DATASET ->

--------

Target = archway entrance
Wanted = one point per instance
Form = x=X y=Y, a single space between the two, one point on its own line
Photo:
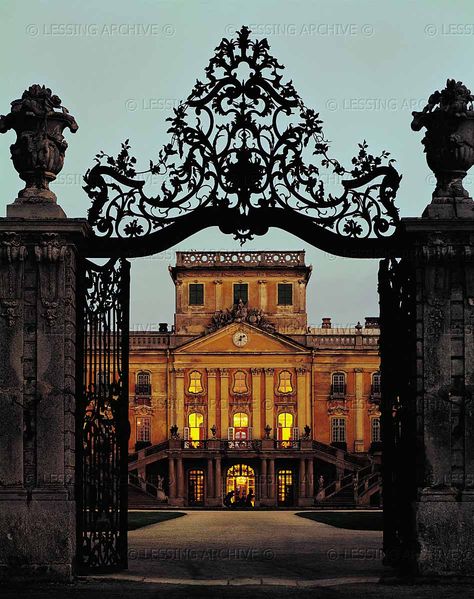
x=241 y=481
x=238 y=162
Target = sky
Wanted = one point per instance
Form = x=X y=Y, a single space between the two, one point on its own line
x=120 y=67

--------

SHORT TASK ->
Each entry shown above must be quoted exactly, with its pictures left out.

EXERCISE ANSWER ->
Target = archway entrance
Wanted = one point per instance
Form = x=X y=Y, a single space between the two, one point on its own line
Photo:
x=241 y=481
x=238 y=162
Target = sky
Wanted = one point per instance
Form = x=X y=Y, a single space between the two, one point on its own line
x=120 y=67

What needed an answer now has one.